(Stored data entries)
----------

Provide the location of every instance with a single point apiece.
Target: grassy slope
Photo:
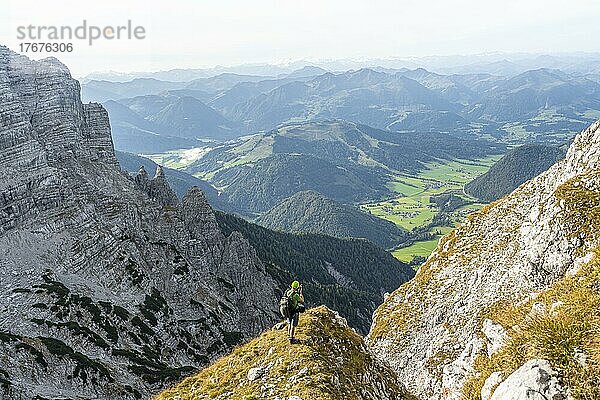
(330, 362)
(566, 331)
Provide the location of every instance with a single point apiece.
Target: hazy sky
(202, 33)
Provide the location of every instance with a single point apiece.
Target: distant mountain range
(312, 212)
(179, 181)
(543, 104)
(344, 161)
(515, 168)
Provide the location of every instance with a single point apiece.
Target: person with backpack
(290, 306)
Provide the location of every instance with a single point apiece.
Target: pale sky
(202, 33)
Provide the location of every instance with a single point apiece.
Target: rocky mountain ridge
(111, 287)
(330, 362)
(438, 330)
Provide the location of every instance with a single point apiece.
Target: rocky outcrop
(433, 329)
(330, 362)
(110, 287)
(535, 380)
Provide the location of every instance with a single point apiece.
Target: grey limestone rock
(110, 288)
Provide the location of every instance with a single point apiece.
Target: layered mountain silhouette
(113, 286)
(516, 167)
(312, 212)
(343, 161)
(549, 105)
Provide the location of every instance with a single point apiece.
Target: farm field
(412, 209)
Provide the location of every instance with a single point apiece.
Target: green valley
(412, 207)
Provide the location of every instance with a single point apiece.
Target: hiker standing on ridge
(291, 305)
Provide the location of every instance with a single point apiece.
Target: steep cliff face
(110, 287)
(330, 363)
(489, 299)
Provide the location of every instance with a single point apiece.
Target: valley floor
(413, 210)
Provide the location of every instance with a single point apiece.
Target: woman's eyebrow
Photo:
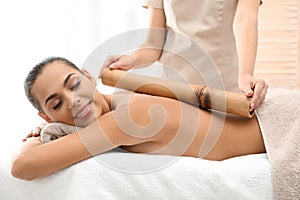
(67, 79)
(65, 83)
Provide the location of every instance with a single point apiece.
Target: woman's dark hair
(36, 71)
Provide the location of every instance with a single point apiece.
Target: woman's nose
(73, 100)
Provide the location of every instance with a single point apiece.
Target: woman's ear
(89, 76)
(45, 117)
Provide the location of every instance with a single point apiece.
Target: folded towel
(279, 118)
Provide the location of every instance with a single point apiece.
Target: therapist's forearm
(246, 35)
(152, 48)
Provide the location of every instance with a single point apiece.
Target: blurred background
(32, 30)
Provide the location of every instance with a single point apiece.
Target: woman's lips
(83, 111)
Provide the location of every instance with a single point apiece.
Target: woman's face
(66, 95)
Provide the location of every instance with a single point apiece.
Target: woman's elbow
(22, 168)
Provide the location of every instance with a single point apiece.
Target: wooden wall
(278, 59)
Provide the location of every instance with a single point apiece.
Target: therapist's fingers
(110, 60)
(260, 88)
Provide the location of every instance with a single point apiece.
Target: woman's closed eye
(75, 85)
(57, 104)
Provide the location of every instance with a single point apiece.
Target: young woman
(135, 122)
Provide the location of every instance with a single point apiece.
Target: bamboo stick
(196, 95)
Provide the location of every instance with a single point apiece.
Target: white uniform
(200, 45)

----------

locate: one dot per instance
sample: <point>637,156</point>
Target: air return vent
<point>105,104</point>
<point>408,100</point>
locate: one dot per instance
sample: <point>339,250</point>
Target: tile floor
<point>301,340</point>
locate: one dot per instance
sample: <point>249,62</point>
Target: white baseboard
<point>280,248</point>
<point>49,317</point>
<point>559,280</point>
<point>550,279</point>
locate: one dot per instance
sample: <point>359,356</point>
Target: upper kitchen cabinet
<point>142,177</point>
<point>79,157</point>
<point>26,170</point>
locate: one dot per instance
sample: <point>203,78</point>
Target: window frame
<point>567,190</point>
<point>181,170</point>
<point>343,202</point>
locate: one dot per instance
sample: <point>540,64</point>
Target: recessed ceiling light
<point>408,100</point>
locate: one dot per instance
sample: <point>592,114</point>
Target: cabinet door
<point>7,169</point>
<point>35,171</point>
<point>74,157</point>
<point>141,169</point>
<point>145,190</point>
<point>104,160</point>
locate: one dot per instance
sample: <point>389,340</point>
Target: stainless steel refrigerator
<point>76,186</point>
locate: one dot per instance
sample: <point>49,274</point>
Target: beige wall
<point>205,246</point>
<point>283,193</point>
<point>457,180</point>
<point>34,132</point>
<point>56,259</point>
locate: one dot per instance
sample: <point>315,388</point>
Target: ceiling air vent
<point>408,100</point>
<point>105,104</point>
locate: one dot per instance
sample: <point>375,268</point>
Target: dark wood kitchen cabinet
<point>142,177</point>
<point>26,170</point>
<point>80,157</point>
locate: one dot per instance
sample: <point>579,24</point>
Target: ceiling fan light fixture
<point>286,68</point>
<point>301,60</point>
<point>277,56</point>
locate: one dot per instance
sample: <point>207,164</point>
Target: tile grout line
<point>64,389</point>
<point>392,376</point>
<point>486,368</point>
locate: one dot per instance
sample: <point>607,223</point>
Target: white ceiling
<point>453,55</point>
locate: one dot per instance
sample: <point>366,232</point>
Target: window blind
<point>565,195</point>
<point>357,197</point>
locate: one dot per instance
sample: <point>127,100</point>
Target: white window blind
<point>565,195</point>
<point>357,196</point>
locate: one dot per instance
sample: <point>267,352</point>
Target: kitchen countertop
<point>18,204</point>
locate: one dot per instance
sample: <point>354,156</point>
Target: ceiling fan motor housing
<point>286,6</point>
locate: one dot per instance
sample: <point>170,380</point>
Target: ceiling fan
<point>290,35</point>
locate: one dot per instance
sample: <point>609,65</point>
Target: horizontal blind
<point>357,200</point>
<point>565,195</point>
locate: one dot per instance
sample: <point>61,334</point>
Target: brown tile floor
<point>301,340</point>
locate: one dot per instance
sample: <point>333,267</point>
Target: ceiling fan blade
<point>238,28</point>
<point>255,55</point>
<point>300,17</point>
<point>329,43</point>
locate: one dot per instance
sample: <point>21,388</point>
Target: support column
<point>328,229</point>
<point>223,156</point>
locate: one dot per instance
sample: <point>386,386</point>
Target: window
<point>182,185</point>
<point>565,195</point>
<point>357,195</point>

----------

• WHAT IS EXPECTED
Going back to the entries above, set down exactly the lines that begin at the one with "Target: white ceiling" and end at the one with "sample: <point>386,386</point>", both included, and nothing else.

• SOLUTION
Target: white ceiling
<point>453,55</point>
locate: one dot per instance
sample: <point>366,232</point>
Target: window blind
<point>565,195</point>
<point>357,197</point>
locate: one dot per instance
sample: <point>127,100</point>
Target: white window blind
<point>565,195</point>
<point>357,196</point>
locate: one dot per instance
sample: <point>267,352</point>
Target: kitchen countertop
<point>18,204</point>
locate: one dot per instance
sample: <point>354,156</point>
Target: ceiling fan motor housing
<point>286,6</point>
locate: one dot per instance
sample: <point>170,380</point>
Target: ceiling fan
<point>290,35</point>
locate: one dot per instance
sample: <point>609,65</point>
Target: horizontal blind
<point>357,200</point>
<point>565,195</point>
locate: one dot per instance
sample: <point>61,334</point>
Target: brown tile floor
<point>301,340</point>
locate: one dot per instance
sample: <point>333,267</point>
Target: ceiling fan blade
<point>238,28</point>
<point>255,55</point>
<point>300,17</point>
<point>329,43</point>
locate: one dot per instance
sample: <point>21,388</point>
Target: support column
<point>328,229</point>
<point>223,156</point>
locate: one dot per instance
sample: <point>386,386</point>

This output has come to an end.